(EXTRACT PROVIDED begins)

The proposed protocol MPSORP is an improvement over traditional Destination- Sequenced Distance Vector (DSDV) routing protocol to consider multiple paths instead of a single path. Furthermore, MPSORP provides the optimization mechanism select optimal path to the destination nodes with achieve more load balancing and high QoS while maintaining power conservation. Generally, the structure of Mobile Ad Hoc Network (MANET) is not self-organized [48]. Still, we can make it as self-organized as possible with the assist of computational intelligence-based methods for instance swarm intelligence. A new optimized routing solution known as MPSORP was proposed to address these issues, which can improve performance QoS measurements in WSN-based IoT applications, such as average end-to-end delay, packet delivery ratio, bandwidth, and packet loss. WSN-based IoT applications have additional hurdles, for instance, high bandwidth requirement, minimal delay, real-time delivery, suitable jitter, and low packet loss ratio, in addition to the challenges posed by WSNs in term of energy limitation, deployment, coverage, and reliability. These features impose much more resource limits, including energy usage, memory, bandwidth, and computing capability [49].

In this paper, we chose this method since it is well suited to our problem. This is known as a population-based search method inspired by flocking bird social behavior or schooling fish. The performance of the suggested approach was evaluated by comparing them with the DSDV and Ad Hoc On-Demand Distance Vector (AODV) protocols using the Network Simulator NS-2 [50, 51].

(EXTRACT PROVIDED ends)

### TASKS FOR THIS EXERCISE
**1)** Reproduce the MPSORP passage from "In this paper, we" to "NS-2 [50, 51].".
**2)** In the MPSORP passage, which two protocols was the suggested approach compared against?
The records that come next are separate material, apart from the MPSORP passage.

(PROVIDED DATA begins)

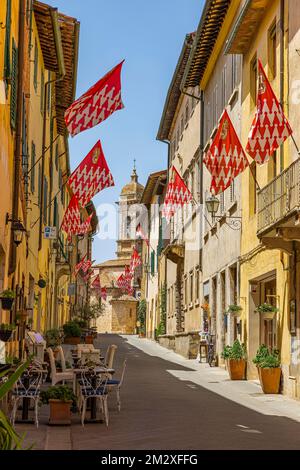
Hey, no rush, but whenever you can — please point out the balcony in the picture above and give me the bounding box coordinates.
[257,159,300,240]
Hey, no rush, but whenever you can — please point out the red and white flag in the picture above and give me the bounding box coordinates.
[100,287,107,301]
[81,259,93,274]
[65,60,124,137]
[117,274,126,290]
[203,110,249,195]
[74,254,87,276]
[91,274,101,291]
[67,140,115,207]
[162,166,193,220]
[129,248,142,275]
[246,60,293,164]
[61,196,81,237]
[136,224,149,246]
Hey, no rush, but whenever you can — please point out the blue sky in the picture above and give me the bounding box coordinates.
[45,0,203,262]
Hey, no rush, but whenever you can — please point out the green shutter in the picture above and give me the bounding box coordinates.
[10,40,18,129]
[38,164,42,206]
[43,176,48,224]
[3,0,11,91]
[150,251,155,276]
[30,142,35,193]
[33,40,39,92]
[41,72,45,114]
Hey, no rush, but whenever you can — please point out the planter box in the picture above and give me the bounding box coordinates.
[226,359,246,380]
[49,399,72,425]
[64,336,81,345]
[258,367,281,394]
[85,335,94,344]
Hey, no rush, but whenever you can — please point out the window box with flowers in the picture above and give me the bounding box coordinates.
[254,303,279,321]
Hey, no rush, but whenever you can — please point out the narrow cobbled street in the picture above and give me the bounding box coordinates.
[17,335,300,450]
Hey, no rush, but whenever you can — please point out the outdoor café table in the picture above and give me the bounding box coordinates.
[74,366,115,423]
[16,369,48,423]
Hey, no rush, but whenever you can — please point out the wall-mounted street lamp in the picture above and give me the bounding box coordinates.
[205,194,242,230]
[5,213,26,246]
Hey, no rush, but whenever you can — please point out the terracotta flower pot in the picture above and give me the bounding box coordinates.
[258,367,281,394]
[85,335,94,344]
[226,359,246,380]
[49,399,72,425]
[64,336,81,345]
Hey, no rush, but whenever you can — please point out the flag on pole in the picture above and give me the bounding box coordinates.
[162,166,193,220]
[246,60,293,164]
[65,60,124,137]
[61,196,81,237]
[203,110,249,195]
[100,287,107,301]
[67,140,115,207]
[136,224,149,246]
[91,274,101,291]
[74,254,87,276]
[129,248,142,275]
[81,259,93,274]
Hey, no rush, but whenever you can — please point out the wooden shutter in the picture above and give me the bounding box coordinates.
[10,40,18,129]
[30,142,36,193]
[3,0,11,91]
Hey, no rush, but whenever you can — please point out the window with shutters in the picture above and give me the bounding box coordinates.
[150,250,155,276]
[30,141,36,193]
[3,0,11,95]
[33,40,39,93]
[43,176,48,224]
[38,164,42,206]
[10,39,18,129]
[41,72,45,114]
[55,144,58,171]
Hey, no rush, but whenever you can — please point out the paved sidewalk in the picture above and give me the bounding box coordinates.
[122,335,300,422]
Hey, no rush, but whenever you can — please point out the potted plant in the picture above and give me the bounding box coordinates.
[63,321,82,344]
[0,323,15,343]
[0,289,15,310]
[255,303,279,321]
[222,339,246,380]
[225,304,243,317]
[40,385,76,425]
[253,344,281,394]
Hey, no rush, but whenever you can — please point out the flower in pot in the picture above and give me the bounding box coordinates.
[255,303,279,320]
[0,289,15,310]
[40,385,76,425]
[222,339,246,380]
[253,344,281,394]
[63,321,82,344]
[225,304,243,317]
[0,323,16,343]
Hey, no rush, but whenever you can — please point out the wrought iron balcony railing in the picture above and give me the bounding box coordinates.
[257,159,300,235]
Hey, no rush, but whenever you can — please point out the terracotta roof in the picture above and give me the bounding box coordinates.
[182,0,232,88]
[141,170,167,204]
[156,33,195,140]
[33,0,79,135]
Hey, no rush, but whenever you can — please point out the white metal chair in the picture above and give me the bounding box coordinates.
[104,344,118,369]
[47,348,75,392]
[107,359,127,412]
[11,369,43,428]
[79,369,108,427]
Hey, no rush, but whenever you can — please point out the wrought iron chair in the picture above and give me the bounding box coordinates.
[107,359,127,412]
[11,368,44,428]
[80,369,108,427]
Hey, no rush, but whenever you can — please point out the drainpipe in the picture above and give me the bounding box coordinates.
[280,0,285,172]
[9,0,25,274]
[39,8,66,250]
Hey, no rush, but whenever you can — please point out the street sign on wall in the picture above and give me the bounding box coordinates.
[44,227,57,240]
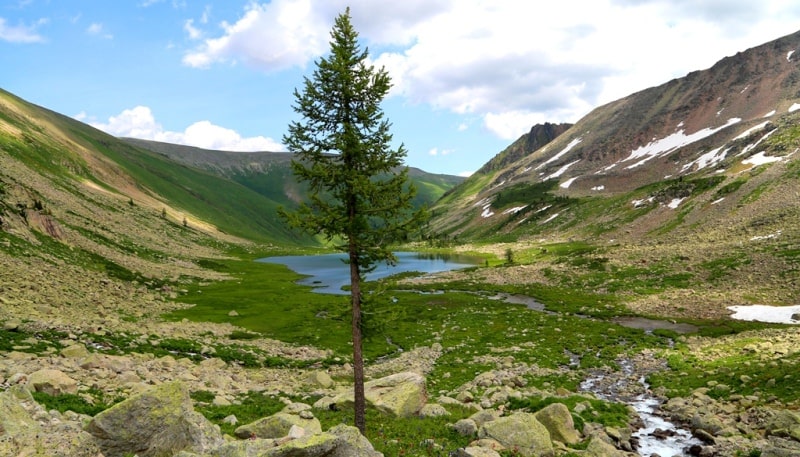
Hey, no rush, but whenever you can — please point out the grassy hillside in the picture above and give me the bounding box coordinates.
[124,138,464,212]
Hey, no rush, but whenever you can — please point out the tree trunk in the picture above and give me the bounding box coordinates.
[350,247,367,435]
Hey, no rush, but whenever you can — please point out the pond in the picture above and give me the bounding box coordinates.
[258,252,483,295]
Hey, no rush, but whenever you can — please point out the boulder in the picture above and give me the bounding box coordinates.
[0,386,41,437]
[586,436,626,457]
[28,368,78,396]
[322,372,428,417]
[0,385,101,457]
[233,411,322,439]
[308,370,333,389]
[419,403,450,417]
[765,409,800,441]
[535,403,581,444]
[86,382,224,457]
[469,409,503,427]
[451,446,500,457]
[60,343,89,359]
[761,436,800,457]
[478,413,554,457]
[453,419,478,436]
[259,432,341,457]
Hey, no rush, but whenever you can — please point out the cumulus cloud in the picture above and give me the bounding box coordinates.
[0,17,47,43]
[428,148,455,156]
[83,106,286,152]
[183,0,327,71]
[86,22,114,40]
[183,0,800,138]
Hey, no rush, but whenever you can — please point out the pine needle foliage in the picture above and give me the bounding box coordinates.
[281,8,423,432]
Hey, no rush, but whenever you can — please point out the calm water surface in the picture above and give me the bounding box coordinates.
[258,252,482,295]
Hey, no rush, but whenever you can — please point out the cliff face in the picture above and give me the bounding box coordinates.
[477,122,572,174]
[432,27,800,246]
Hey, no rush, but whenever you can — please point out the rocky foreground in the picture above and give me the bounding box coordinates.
[0,248,800,457]
[0,322,800,457]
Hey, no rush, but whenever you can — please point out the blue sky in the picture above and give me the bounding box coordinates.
[0,0,800,175]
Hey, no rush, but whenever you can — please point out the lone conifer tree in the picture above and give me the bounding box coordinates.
[281,8,422,433]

(PROVIDED DATA ends)

### TASK SOLUTIONS
**1)**
In this paper, we chose this method since it is well suited to our problem. This is known as a population-based search method inspired by flocking bird social behavior or schooling fish. The performance of the suggested approach was evaluated by comparing them with the DSDV and Ad Hoc On-Demand Distance Vector (AODV) protocols using the Network Simulator NS-2 [50, 51].

**2)** DSDV and AODV.